= LIST OF TASKS =
1. From the email, reproduce the text starting with "And that's why" and going on through "were discussing it)".
2. In the email, which distinction does the writer say they agree with?

= PASSAGE PROVIDED =
To: "Pat Hayes" <phayes@xxxxxxx>
Cc: "[ontolog-forum]" <ontolog-forum@xxxxxxxxxxxxxxxx>
From: paola.dimaio@xxxxxxxxx
Date: Wed, 20 Feb 2008 11:18:23 +0700
Message-id: <c09b00eb0802192018y3537f316v34918e0445fd50df@xxxxxxxxxxxxxx>
Pat
thanks for the link,
I agree with many of the things you say below, including the distinction 'of context' and 'in context', although I believe that  both should be studied
I also agree  that context may be underfined, possibly overrated in that we are not capable of measuring how much impact it has/should have on our systems, and being so elusive is potentially 'distracting' (not sure if thats what you mean by harmful).

 And that's why is an area that needs more work, and suitable methods to do such work need to be developed, etc, rather than saying something does not pertain here. (context here as a value system that motivate language and semantics as we were discussing it)

= DATA SHOWN =
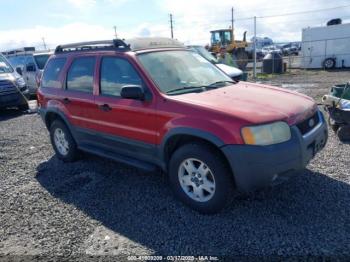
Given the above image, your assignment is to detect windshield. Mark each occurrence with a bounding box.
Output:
[193,46,218,64]
[139,51,232,94]
[0,56,13,74]
[34,55,50,70]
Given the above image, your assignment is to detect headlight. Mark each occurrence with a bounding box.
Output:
[242,121,291,146]
[16,77,26,87]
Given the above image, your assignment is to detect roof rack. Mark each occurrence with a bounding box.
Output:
[55,39,130,54]
[1,47,35,56]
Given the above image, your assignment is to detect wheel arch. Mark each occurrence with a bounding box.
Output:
[160,127,232,177]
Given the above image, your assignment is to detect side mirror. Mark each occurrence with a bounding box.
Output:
[120,85,145,101]
[26,63,36,72]
[16,67,23,75]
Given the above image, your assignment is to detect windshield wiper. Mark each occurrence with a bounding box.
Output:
[166,86,207,94]
[166,80,237,94]
[206,80,237,87]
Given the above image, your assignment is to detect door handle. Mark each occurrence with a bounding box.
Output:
[98,104,112,112]
[63,97,70,105]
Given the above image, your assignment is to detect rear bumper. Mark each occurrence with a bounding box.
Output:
[221,112,328,191]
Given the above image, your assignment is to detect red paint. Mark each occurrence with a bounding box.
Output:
[38,51,317,144]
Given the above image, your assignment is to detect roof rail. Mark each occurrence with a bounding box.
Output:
[1,47,35,56]
[55,39,130,54]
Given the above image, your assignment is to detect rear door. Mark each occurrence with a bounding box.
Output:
[93,56,156,160]
[61,56,96,129]
[23,55,38,90]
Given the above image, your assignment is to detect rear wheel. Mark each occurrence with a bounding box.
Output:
[169,144,233,214]
[328,116,340,132]
[50,120,79,162]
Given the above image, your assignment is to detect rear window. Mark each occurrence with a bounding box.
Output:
[67,57,96,93]
[34,54,50,70]
[41,58,67,88]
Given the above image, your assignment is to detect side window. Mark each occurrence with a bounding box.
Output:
[67,57,96,93]
[41,58,66,88]
[100,57,142,96]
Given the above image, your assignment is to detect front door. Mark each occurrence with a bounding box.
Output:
[94,56,156,160]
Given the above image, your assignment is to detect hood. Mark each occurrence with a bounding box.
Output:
[216,64,243,77]
[173,82,317,125]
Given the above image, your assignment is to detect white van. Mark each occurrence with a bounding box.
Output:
[301,24,350,69]
[3,47,52,95]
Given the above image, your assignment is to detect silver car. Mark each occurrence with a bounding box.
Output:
[0,54,29,110]
[3,47,52,95]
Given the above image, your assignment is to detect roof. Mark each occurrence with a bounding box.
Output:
[55,37,185,54]
[2,47,35,56]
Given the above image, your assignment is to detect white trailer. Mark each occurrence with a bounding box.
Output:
[301,24,350,69]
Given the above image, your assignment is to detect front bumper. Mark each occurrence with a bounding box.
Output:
[221,112,328,192]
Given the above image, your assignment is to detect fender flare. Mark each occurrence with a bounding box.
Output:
[159,127,225,162]
[40,108,76,140]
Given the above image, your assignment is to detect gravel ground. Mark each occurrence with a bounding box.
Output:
[0,71,350,258]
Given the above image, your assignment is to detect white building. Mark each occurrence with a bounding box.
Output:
[301,24,350,69]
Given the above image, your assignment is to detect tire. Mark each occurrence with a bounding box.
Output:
[323,58,335,69]
[18,103,29,111]
[50,120,79,162]
[168,144,233,214]
[337,125,350,142]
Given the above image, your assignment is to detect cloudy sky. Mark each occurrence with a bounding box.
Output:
[0,0,350,50]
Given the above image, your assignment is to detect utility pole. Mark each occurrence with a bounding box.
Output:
[41,37,47,50]
[170,14,174,38]
[231,7,235,42]
[113,26,118,39]
[253,16,256,79]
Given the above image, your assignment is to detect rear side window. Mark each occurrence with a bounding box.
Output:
[41,58,66,88]
[100,57,142,96]
[67,57,96,93]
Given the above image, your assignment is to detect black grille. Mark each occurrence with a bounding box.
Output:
[297,112,320,135]
[0,80,17,95]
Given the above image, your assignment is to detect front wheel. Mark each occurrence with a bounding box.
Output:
[169,144,233,214]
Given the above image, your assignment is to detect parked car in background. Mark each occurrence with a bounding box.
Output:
[0,54,29,110]
[188,45,243,81]
[281,43,299,56]
[38,38,328,213]
[261,45,282,56]
[3,47,52,95]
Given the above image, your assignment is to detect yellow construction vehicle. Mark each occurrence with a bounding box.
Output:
[209,29,249,70]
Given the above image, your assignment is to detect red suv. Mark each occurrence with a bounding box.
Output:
[38,38,328,213]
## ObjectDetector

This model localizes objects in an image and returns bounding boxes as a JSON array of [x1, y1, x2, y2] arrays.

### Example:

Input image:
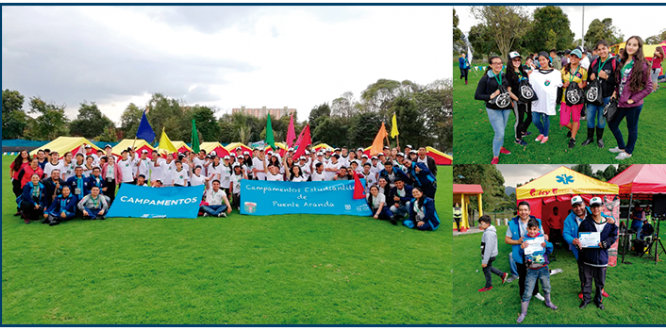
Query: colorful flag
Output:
[[136, 111, 155, 143], [266, 113, 277, 150], [370, 122, 388, 156], [391, 113, 400, 139], [192, 119, 200, 153], [287, 113, 296, 148]]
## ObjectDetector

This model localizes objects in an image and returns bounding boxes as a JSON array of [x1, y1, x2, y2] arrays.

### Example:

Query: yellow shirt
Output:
[[560, 64, 587, 102]]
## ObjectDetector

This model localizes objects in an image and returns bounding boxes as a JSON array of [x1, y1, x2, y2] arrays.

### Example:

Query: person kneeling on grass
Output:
[[403, 187, 439, 230], [516, 219, 557, 323], [78, 186, 109, 220], [42, 186, 77, 226], [201, 180, 231, 218], [479, 215, 509, 292]]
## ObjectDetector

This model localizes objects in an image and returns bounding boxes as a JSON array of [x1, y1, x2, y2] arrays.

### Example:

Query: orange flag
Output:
[[370, 122, 388, 156]]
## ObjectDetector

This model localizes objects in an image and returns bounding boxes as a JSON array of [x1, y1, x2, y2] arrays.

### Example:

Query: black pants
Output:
[[516, 262, 539, 301], [483, 257, 504, 288], [583, 264, 606, 304], [513, 102, 532, 140]]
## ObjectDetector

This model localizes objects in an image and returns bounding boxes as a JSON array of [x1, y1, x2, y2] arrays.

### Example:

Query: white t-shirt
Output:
[[529, 70, 562, 116], [312, 171, 326, 181]]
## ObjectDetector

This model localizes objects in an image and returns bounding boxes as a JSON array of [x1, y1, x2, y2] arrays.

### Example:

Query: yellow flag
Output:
[[157, 128, 178, 154], [391, 113, 400, 139]]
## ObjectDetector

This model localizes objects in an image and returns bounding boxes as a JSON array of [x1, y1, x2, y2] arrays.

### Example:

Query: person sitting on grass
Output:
[[479, 215, 509, 292], [201, 180, 231, 218], [78, 186, 109, 220], [578, 197, 617, 310], [403, 187, 439, 230], [516, 218, 557, 323], [16, 173, 46, 224], [42, 186, 77, 226]]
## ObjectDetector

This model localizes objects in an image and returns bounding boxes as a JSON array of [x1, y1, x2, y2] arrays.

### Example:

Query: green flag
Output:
[[266, 113, 277, 150], [192, 119, 201, 153]]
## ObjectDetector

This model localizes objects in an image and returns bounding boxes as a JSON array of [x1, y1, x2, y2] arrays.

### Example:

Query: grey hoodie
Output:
[[481, 225, 498, 264]]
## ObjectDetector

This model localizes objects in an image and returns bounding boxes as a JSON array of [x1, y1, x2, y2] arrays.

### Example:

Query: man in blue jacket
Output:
[[577, 197, 617, 310], [504, 201, 548, 301], [562, 196, 615, 299], [402, 159, 437, 199]]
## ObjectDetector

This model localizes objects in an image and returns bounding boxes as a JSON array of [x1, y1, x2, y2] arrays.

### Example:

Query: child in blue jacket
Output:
[[516, 219, 557, 323]]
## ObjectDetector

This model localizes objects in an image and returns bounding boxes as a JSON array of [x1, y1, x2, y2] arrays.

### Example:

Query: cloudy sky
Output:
[[495, 164, 617, 187], [2, 6, 452, 123], [454, 6, 666, 44]]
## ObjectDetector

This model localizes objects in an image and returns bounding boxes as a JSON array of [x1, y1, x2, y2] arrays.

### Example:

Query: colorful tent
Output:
[[199, 142, 229, 157], [453, 184, 483, 233], [111, 139, 155, 157], [30, 136, 102, 157], [608, 164, 666, 199], [426, 147, 453, 165]]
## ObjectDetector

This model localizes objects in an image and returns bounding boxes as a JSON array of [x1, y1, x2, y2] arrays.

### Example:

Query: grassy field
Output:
[[453, 62, 666, 164], [2, 157, 452, 324], [453, 226, 666, 325]]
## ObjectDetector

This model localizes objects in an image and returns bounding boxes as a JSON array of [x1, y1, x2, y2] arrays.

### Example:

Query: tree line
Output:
[[2, 79, 453, 152]]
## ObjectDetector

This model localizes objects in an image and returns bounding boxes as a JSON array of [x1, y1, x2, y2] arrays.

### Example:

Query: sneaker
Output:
[[506, 275, 520, 283], [608, 147, 622, 154], [615, 151, 631, 160]]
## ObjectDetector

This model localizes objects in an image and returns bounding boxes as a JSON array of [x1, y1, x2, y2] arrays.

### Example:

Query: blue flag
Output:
[[136, 111, 155, 143]]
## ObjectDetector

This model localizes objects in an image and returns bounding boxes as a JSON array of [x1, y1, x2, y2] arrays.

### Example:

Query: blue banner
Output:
[[241, 179, 372, 216], [108, 184, 204, 219]]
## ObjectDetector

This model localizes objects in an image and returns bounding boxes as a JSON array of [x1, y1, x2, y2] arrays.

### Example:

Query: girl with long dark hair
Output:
[[608, 36, 652, 160]]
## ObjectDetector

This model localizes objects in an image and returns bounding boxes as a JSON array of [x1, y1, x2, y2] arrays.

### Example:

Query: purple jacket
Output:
[[615, 63, 653, 108]]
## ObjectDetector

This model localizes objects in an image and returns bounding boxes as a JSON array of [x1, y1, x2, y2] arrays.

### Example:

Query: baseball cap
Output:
[[571, 196, 583, 206]]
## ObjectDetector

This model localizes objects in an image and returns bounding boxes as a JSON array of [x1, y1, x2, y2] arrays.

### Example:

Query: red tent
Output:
[[608, 164, 666, 199]]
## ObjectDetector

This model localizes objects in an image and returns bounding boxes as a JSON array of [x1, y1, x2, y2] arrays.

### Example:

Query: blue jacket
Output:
[[377, 167, 412, 187], [578, 214, 617, 267], [16, 181, 46, 207], [562, 206, 609, 260], [44, 193, 78, 216], [409, 197, 439, 230], [407, 162, 437, 187], [509, 215, 543, 264]]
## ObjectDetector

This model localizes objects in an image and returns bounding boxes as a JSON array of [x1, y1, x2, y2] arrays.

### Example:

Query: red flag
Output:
[[294, 125, 312, 159], [352, 171, 365, 199], [287, 113, 296, 148]]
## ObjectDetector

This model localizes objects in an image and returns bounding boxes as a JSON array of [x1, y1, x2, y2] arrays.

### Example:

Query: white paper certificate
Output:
[[525, 237, 544, 255], [578, 232, 601, 248]]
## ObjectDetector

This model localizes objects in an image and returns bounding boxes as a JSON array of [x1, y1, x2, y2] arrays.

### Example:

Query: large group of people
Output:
[[470, 36, 664, 164], [479, 196, 618, 323], [10, 145, 439, 230]]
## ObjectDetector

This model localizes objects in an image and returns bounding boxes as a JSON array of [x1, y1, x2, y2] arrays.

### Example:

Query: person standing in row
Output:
[[608, 36, 652, 160]]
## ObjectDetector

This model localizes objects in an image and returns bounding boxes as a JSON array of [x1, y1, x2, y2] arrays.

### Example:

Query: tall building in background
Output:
[[231, 107, 296, 119]]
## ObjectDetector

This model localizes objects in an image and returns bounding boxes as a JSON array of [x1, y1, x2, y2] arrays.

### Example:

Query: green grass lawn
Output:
[[453, 62, 666, 164], [453, 226, 666, 325], [2, 157, 452, 324]]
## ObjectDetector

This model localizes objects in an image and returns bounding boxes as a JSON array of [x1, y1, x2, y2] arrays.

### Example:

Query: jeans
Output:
[[486, 108, 512, 157], [201, 205, 227, 216], [532, 111, 550, 137], [522, 266, 550, 302], [483, 257, 504, 288], [608, 105, 643, 155], [587, 96, 610, 128]]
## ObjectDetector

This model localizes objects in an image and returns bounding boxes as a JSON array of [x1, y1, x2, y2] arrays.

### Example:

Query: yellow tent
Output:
[[111, 139, 155, 156], [30, 136, 102, 157], [516, 166, 619, 200]]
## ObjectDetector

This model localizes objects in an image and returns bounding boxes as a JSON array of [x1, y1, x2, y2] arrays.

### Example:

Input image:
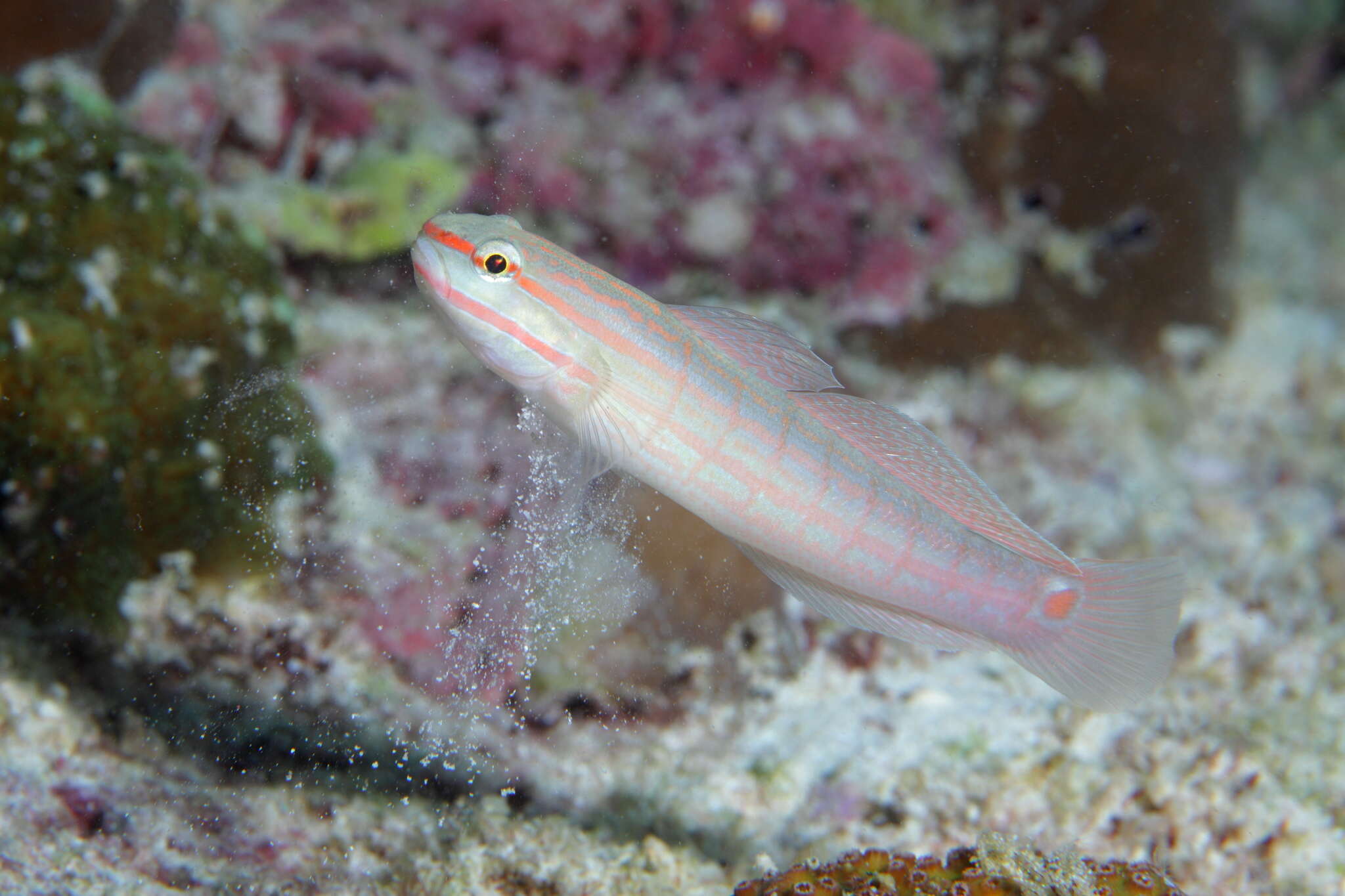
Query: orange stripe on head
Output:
[[416, 252, 594, 381], [421, 221, 476, 258]]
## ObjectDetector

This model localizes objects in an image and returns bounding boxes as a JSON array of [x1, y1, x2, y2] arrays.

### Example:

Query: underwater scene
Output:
[[0, 0, 1345, 896]]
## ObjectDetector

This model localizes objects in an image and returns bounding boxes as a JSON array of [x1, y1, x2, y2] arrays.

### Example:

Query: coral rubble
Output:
[[733, 837, 1181, 896]]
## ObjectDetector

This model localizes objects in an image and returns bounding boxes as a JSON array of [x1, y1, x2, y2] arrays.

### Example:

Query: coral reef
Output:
[[135, 0, 974, 325], [0, 628, 732, 896], [870, 0, 1243, 364], [0, 73, 327, 622], [733, 836, 1181, 896]]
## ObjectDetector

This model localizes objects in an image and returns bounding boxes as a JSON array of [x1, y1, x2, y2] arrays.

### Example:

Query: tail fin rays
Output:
[[1002, 557, 1186, 711]]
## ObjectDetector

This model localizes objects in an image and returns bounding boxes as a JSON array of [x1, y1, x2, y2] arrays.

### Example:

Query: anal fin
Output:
[[736, 542, 994, 650]]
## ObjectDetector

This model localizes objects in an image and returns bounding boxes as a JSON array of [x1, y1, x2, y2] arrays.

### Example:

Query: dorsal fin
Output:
[[667, 305, 841, 393], [792, 393, 1078, 575]]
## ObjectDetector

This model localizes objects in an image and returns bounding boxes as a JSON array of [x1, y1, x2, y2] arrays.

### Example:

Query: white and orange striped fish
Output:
[[412, 215, 1185, 710]]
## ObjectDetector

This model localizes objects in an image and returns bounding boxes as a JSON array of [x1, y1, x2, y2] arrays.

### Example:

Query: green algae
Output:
[[263, 145, 467, 262], [0, 78, 328, 625]]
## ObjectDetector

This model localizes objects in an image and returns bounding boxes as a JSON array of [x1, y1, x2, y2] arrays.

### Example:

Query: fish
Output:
[[410, 213, 1186, 711]]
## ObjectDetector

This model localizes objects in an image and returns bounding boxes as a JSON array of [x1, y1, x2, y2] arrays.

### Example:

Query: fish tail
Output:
[[1007, 557, 1186, 711]]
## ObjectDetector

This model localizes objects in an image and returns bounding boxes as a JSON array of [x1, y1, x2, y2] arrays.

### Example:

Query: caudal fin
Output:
[[1007, 557, 1186, 710]]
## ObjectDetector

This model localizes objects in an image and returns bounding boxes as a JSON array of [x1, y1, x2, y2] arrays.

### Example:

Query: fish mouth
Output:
[[412, 234, 452, 301]]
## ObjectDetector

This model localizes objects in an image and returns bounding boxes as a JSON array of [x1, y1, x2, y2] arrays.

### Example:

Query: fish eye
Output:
[[472, 239, 523, 280]]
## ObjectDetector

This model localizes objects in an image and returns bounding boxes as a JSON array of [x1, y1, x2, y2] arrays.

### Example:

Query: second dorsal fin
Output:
[[667, 305, 841, 393], [792, 393, 1078, 575]]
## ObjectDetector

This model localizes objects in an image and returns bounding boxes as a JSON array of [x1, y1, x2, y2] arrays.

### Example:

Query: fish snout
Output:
[[412, 234, 452, 299]]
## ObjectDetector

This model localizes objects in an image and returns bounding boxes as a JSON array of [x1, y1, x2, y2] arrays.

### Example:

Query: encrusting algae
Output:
[[0, 68, 327, 622]]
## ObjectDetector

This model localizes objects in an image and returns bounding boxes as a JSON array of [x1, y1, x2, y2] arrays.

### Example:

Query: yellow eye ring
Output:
[[472, 239, 523, 281]]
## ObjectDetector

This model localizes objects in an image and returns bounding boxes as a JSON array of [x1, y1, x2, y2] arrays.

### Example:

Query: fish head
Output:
[[412, 213, 580, 391]]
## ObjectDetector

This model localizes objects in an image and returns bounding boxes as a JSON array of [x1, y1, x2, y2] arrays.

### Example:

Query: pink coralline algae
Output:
[[304, 326, 530, 702], [133, 0, 970, 325]]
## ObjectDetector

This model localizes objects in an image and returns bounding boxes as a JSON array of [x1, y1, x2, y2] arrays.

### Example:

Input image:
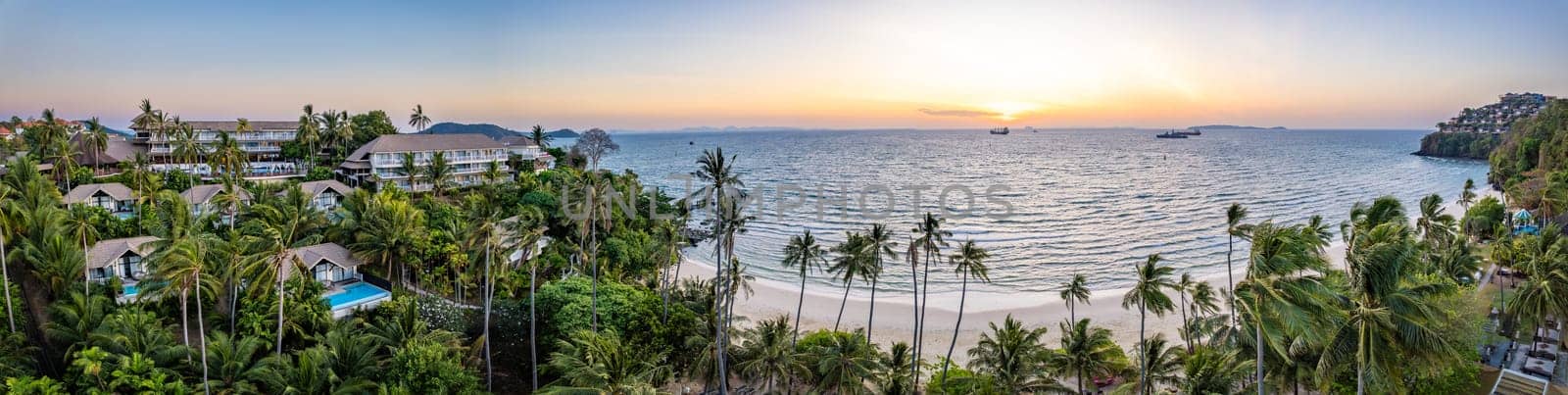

= THE ANSWERS =
1.
And that's why is an area that needs more work, and suitable methods to do such work need to be developed, etc, rather than saying something does not pertain here. (context here as a value system that motivate language and semantics as we were discussing it)

2. The distinction between "of context" and "in context."